**出典の文章**
· · ·
また、喧嘩が直接の原因でないにしても、喧嘩の際に高所から落ちて骨折したなどという不運も考えられます。箇所によっては骨折も命とりになります。これは人間と同様ですね。

なお、猫白血病は感染後2カ月で有意な血液検査が可能です。とはいえ、猫白血病はかかってからでは遅いので、検査は「安心」のためのものであって、感染予防にはなりません。

そこで、お宅の猫ちゃんの喧嘩が多いという飼い主さんは、万一のための感染症予防策として、抗生物質(アモキクリア錠など)を常備しておくとよいかもしれませんね。


(参考:アモキクリア錠100-獣医医療開発株式会社 より)
· · ·
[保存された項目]
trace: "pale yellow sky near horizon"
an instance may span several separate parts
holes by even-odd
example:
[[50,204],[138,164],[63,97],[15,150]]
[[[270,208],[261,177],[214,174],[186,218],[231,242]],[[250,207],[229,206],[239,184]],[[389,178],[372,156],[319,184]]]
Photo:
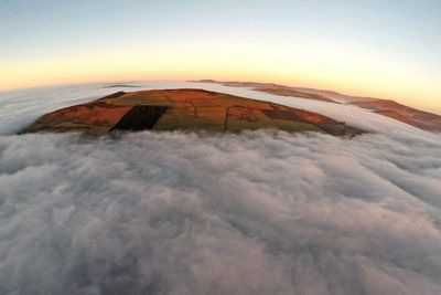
· · ·
**取り組む課題**
• 1. 猫の喧嘩についての文章の「また、喧嘩が直接の原因でない」から「おくとよいかもしれませんね。」までのすべてを、「喧嘩」を「けんか」に置き換えて書き直しなさい。
• 2. 猫の喧嘩についての文章で「なお、猫白血病は」で始まる段落を、主な内容を保ったまま箇条書きにまとめなさい。
• 3. 猫の喧嘩についての文章にある「箇所によっては骨折も命とりになります。」という一文を英語に訳しなさい。

**課題別の解答**
• 1.
また、けんかが直接の原因でないにしても、けんかの際に高所から落ちて骨折したなどという不運も考えられます。箇所によっては骨折も命とりになります。これは人間と同様ですね。

なお、猫白血病は感染後2カ月で有意な血液検査が可能です。とはいえ、猫白血病はかかってからでは遅いので、検査は「安心」のためのものであって、感染予防にはなりません。

そこで、お宅の猫ちゃんのけんかが多いという飼い主さんは、万一のための感染症予防策として、抗生物質(アモキクリア錠など)を常備しておくとよいかもしれませんね。

• 2.
- 猫白血病は、感染後2カ月で有意な血液検査ができる。
- かかってからでは遅いため、検査は「安心」のためのものであり、感染予防にはならない。

• 3. Depending on where it occurs, even a broken bone can be fatal.